**Direction 1:**
Decide whether each statement agrees with the passage on the visual RAT, answering yes or no and quoting the deciding words: (a) The first study was completed by 42 participants. (b) Study 1 used a set of 50 visual RAT queries. (c) In the second study, participants solved only visual queries.
**Direction 2:**
Transcribe the part of the passage on the visual RAT starting with "This approach can" and going on through "linguistic association ones.".

This approach can be summarized as follows:

(a) Visual objects or scenes replace words and expressions;

(b) Visual relationships between objects take the place of linguistic relationships—be it relationships of co-occurrence or functional;

(c) The solver is expected to rely on principles of visual association more often than on linguistic association ones.

Using this approach, a set of visual RAT queries was manually created. In the following section, this test is evaluated in comparison to the linguistic RAT, validated and considered in relation to other measures.

3. Studies

In order to evaluate the performance of humans in the visual RAT items designed, to construct an initial set of normative data and assess the potential relationships between performance in the visual RAT and performance in the linguistic compound RAT, two studies were conducted. The first study was completed by 42 participants that have previously solved the compound RAT. In order to validate the results, a second study was set up, for which power was calculated based on the result of the first study. In the second study, participants solved both visual and linguistic queries, and measures of verbal fluency were also applied.

3.1. Study 1

3.1.1. Method

Using the approach described in the previous section, a set of 46 visual RAT queries was manually created. These queries were administered to the participants of the study for validation.

3.1.2. Procedure

Participants for Study 1 were recruited using Figure-Eight (F8)1, and then directed to our own website, were the study was set up using jsPsych2. In the survey created for this study, the participants were first asked about their age bracket, sex and education level. Age brackets provided were: “Under 20 years old,” “20–30 years old,” “30–40 years old,” “40–50 years old,” “50–60 years old,” “60–70 years old,” “Over 70 years old”); sex : “Male,” “Female”; education level: “Secondary school,” “High school diploma,” “Enrolled in undergraduate courses (University),” “Completed under-graduate course/Graduated,” “Enrolled in postgraduate courses (University),” “Completed postgraduate course.”

[Data records]
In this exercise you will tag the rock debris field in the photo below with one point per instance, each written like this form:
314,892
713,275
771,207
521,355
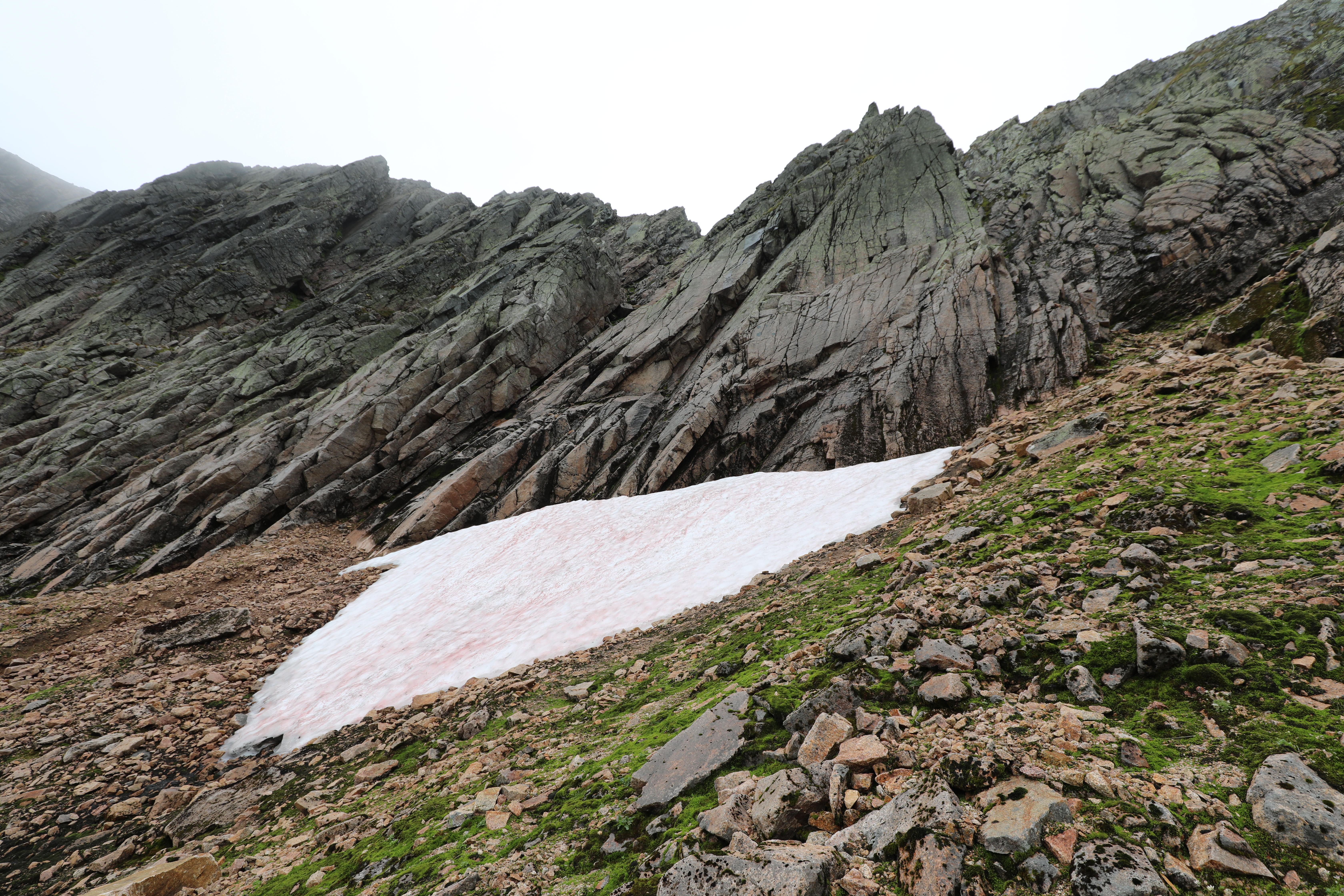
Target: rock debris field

--

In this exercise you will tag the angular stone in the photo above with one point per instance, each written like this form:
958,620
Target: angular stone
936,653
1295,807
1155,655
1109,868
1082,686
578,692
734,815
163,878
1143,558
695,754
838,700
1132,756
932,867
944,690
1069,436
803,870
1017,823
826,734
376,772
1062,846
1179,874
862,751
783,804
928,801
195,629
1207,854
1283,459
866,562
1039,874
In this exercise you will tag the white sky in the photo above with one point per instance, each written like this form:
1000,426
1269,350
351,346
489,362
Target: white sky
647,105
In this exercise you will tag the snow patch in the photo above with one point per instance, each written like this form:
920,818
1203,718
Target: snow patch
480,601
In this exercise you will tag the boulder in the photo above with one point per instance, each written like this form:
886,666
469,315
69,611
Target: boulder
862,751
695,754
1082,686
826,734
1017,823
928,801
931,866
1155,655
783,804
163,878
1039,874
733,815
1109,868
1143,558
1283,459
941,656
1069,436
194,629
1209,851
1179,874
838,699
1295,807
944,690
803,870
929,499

...

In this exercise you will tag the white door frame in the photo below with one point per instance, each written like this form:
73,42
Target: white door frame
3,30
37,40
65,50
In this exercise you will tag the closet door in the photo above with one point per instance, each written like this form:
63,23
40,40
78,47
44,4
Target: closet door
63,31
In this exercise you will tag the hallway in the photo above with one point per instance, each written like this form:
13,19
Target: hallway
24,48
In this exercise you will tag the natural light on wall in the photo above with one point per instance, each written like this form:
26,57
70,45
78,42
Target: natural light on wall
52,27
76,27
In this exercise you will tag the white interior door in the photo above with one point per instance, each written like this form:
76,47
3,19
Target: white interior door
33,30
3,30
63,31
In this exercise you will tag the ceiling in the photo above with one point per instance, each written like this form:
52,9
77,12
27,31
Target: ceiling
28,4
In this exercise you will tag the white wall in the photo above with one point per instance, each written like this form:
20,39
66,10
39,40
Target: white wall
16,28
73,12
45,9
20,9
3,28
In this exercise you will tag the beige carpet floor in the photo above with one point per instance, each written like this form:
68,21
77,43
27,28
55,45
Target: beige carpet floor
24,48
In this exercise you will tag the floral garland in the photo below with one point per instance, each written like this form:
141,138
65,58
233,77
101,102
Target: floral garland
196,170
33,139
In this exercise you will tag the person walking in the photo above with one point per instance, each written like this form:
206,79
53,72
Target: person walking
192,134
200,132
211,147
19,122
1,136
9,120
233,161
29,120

**Final answer 1:**
(a) Yes: "The first study was completed by 42 participants that have previously solved the compound RAT."
(b) No: "a set of 46 visual RAT queries was manually created."
(c) No: "participants solved both visual and linguistic queries"

**Final answer 2:**
This approach can be summarized as follows:

(a) Visual objects or scenes replace words and expressions;

(b) Visual relationships between objects take the place of linguistic relationships—be it relationships of co-occurrence or functional;

(c) The solver is expected to rely on principles of visual association more often than on linguistic association ones.